**Reading text**
According to yet another aspect of the invention, there is provided a pile fabric and, in particular, a cut pile carpet, the tufts of which are formed of the singles yarn of the invention.
According to still another aspect of the invention, there is provided a continuous process for in-line twisting and heatsetting of singles feed yarn of the type described hereinbefore. The small geometry of the jet-set heatsetting apparatus and the continuous nature of the jet-set process permit the apparatus to be coupled in-line with 2 for 1 twisting equipment and/or other processing equipment. Normally, yarn is processed through a 2 for 1 twister at take-off speeds of up to 125 yds. (114.3 m) per minute. According to this aspect of the invention the yarn is preferably continuously withdrawn from the 2 for 1 twister at a yarn speed ranging from 50 ;l to 125 ypm and fed directly through the jet-set apparatus. The distance between the twister and jet-set apparatus is not important and may be selected to accommodate available space. There are many obvious advantages to this aspect of the invention, such as, both operations now require very little space and time since the heatsetting operation can be operated in-line at the same yarn speed as the twisting operation. Additionally, only one operator is required for the in-line operation.





BRIEF DESCRIPTION OF THE DRAWINGS
FIG. 1 is a schematic of an apparatus arrrangement suitable for use in preparing the singles yarn of this invention.
FIG. 2 is a photograph (magnification 8X) of a twisted singles yarn (viewed from the side) heatset by conventional continuous heatsetting equipment. The yarn is representative of twisted singles yarn heatset by prior art technology.
FIG. 3 is a photograph (magnification 8X) of a twisted singles yarn (viewed from the side) heatset by the jet-set process of the present invention.
FIG. 4 is a photograph of a cut-pile carpet (viewed from above), the tufts of which are made from the singles yarn shown in FIG. 2.
FIG. 5 is a photograph of a cut-pile carpet (viewed from above), the tufts of which are made from the singles yarn shown in FIG. 3.
FIG. 6 is a side-by-side comparison of the photographs shown in FIGS. 4 and 5.
FIG. 7 is a photograph taken from the side of the carpet shown in FIG. 4 with a 5 lb. weight placed on its pile.
FIG. 8 is a photograph taken from the side of the carpet shown in FIG. 5 with a 5 lb. weight placed on its pile.
FIG. 9 is a photograph taken from the side of the carpet shown in FIG. 5 with a stack of four 5 lb. weights placed on its pile.

Segmentation dataset records:
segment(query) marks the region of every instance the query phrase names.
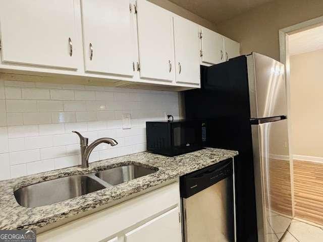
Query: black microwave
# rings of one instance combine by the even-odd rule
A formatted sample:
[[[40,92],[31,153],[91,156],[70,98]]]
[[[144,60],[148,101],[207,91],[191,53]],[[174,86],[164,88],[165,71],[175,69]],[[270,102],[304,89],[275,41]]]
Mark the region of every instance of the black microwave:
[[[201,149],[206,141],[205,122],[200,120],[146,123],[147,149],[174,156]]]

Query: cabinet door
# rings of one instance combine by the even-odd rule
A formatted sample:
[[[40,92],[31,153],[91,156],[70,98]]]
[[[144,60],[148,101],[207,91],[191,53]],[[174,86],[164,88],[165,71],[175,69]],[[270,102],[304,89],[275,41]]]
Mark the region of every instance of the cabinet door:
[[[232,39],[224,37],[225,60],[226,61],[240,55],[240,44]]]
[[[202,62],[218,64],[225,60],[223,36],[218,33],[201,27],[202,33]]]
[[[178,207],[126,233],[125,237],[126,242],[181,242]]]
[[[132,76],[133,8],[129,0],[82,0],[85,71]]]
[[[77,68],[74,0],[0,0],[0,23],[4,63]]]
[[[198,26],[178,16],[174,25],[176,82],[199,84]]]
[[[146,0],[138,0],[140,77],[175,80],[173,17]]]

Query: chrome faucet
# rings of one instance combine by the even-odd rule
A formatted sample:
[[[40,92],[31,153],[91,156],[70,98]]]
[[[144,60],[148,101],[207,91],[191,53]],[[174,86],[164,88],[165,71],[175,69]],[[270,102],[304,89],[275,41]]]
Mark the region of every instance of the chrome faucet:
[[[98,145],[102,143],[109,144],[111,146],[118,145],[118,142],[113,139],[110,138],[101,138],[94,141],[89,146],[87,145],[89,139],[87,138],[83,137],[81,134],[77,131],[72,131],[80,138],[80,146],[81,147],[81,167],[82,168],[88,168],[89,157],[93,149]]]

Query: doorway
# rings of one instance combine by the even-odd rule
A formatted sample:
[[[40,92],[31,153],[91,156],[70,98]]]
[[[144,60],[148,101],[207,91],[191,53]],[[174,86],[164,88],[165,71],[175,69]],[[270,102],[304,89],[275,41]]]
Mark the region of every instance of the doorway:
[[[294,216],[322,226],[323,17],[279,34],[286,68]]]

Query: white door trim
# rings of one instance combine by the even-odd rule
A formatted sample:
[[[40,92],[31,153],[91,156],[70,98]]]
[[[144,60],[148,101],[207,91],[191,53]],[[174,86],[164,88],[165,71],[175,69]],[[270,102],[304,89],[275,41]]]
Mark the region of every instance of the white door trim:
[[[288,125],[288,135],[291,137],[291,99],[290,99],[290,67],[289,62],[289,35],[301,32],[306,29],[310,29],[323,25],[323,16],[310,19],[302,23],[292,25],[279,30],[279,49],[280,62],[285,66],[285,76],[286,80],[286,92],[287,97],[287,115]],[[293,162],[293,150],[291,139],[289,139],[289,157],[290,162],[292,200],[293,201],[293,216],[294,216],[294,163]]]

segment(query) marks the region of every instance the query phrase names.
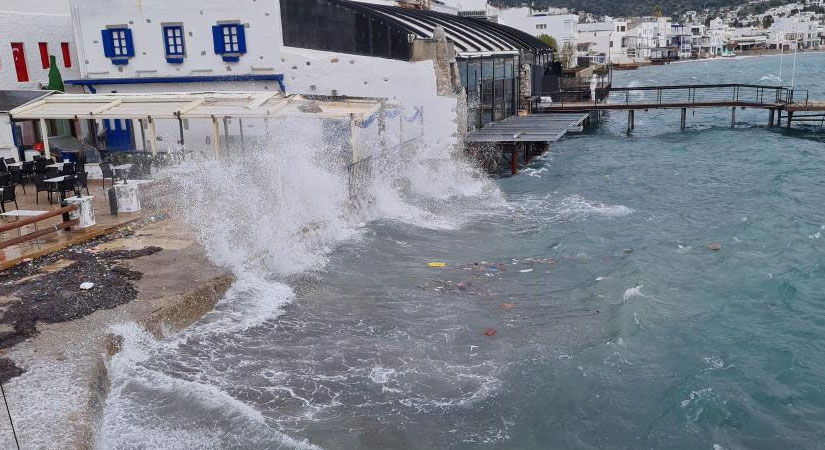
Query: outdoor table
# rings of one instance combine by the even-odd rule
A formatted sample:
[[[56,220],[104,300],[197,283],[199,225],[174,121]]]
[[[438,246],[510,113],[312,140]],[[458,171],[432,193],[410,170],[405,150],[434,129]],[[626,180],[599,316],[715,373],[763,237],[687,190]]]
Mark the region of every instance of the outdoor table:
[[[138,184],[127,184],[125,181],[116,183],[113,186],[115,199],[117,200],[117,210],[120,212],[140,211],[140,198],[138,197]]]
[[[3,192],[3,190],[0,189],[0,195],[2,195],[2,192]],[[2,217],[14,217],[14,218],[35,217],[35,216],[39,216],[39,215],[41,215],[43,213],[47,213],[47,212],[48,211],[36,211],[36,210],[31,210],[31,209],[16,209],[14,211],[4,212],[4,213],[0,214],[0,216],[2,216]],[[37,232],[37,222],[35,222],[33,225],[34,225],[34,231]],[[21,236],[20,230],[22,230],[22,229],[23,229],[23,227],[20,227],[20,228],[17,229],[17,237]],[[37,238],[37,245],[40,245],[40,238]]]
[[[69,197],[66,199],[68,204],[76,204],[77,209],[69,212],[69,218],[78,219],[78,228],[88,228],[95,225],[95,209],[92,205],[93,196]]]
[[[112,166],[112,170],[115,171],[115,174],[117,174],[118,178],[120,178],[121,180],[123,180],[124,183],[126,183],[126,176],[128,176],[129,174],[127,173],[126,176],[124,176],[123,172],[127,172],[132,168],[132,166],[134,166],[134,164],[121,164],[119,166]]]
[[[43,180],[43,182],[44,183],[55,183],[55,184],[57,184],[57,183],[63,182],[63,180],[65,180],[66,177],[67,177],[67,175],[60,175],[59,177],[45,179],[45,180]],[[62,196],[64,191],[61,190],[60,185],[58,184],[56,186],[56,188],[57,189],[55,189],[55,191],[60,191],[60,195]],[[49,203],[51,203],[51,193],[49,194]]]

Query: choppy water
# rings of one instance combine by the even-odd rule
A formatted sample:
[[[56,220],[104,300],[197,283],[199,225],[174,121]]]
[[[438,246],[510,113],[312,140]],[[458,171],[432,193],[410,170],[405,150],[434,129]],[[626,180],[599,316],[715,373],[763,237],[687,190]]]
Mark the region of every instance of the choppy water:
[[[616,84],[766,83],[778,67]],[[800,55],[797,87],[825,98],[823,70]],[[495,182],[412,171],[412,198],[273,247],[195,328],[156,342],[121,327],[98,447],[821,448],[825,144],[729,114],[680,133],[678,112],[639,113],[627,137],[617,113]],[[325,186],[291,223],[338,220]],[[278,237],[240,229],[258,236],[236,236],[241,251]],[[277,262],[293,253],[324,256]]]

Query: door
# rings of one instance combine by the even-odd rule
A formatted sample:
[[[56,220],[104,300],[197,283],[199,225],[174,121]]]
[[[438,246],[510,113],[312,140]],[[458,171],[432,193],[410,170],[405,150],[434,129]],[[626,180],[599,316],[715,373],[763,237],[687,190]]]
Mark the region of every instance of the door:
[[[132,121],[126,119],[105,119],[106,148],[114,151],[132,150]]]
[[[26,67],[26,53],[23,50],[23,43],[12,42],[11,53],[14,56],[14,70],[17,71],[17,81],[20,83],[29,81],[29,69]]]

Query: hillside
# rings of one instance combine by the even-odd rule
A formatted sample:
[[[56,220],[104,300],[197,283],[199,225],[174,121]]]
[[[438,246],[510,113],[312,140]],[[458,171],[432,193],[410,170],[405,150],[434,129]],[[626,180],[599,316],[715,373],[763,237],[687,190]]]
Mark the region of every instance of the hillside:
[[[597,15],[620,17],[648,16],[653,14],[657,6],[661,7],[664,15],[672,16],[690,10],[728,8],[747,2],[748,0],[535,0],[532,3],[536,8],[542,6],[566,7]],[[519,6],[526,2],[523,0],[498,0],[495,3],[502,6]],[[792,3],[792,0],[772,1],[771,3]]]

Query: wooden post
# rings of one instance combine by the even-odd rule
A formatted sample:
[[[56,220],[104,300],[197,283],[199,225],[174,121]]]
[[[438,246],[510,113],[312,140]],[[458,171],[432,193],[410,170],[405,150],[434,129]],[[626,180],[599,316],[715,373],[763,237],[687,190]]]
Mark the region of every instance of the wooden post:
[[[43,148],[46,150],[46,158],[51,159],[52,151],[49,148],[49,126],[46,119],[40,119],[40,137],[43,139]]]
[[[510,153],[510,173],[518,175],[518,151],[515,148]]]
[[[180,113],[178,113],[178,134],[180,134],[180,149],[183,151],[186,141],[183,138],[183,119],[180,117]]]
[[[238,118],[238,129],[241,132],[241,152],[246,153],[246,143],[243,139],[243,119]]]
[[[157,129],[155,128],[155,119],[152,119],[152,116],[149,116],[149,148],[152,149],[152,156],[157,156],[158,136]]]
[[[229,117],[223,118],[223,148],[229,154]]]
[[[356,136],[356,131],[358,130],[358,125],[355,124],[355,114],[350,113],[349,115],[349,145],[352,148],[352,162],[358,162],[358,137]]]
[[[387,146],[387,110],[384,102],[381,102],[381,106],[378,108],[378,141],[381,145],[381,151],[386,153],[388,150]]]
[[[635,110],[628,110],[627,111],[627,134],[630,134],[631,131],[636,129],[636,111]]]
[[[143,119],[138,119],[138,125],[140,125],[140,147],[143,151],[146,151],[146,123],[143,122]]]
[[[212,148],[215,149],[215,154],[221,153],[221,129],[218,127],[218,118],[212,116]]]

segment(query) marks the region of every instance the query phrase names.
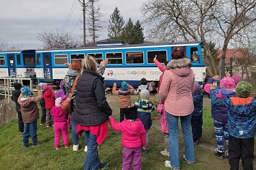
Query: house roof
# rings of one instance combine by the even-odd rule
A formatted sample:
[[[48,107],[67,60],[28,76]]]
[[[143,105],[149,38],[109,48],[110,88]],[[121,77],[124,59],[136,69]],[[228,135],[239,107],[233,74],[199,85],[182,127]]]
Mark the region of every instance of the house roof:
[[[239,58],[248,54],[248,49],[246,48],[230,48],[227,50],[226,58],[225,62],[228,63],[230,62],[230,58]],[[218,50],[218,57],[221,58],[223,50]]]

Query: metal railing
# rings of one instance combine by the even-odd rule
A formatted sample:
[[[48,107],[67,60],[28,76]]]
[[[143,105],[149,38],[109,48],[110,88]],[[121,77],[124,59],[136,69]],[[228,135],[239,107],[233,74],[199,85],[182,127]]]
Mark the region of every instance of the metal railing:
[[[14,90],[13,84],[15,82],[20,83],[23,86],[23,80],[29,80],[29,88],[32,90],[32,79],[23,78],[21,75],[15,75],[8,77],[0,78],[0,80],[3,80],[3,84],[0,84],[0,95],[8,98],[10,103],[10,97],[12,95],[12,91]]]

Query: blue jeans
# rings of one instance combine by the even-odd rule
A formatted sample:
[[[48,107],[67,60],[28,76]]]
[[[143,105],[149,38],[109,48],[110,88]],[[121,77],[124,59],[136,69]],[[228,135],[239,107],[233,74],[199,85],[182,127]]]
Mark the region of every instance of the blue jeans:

**Required work**
Extend the text on heatsetting twisted singles yarn, picking up from its final sentence. The records have no role in this exercise.

**Exercise answer**
DETAILED DESCRIPTION OF THE INVENTION
In a preferred embodiment of the invention disclosed in FIG. 1, feed yarn 1, having twist and latent crimp, is fed from a suitable source (not shown), such as from a cabler, two-for-one twister or package, between driven roll 2 and its associated idler cot roll 3, through device 4, between driven roll 5 and its associated idler cot roll 6 and, finally wound on to a take-up roll to form package 7. Roll 2 is driven at a higher peripheral speed than roll 5 so as to provide a 10% to 50% overfeed.
Device 4 comprises an inner tubular member 8, an outer tubular member 9 and a replaceable jet nozzle 10 sealably positioned within member 8 at the yarn inlet end of device 4 by means of follower ring 11 held by cap screws 12. Members 8 and 9 are connected at the yarn inlet end and yarn outlet and by shoulders 14 and 13, respectively, thereby defining annular space 15 which jackets tubular member 8. A heated fluid under pressure is supplied to annual space 15 via conduit 16. Jet nozzle 10 has a bore 17 through which yarn 1 passes and which has three sections, a converging frusto-conical inlet section, a diverging frusto-conical outlet section, and a diverging frusto-conical middle section that joins said inlet and outlet sections. Preferably, at least two ports 18 are spaced apart along the axis of the jet nozzle and spaced circumferentially about the axis connect space 15 and middle bore section. Each port 18 and the middle bore section define an acute angle. Normally, this angle will be between 5.degree. C. and 80.degree. C.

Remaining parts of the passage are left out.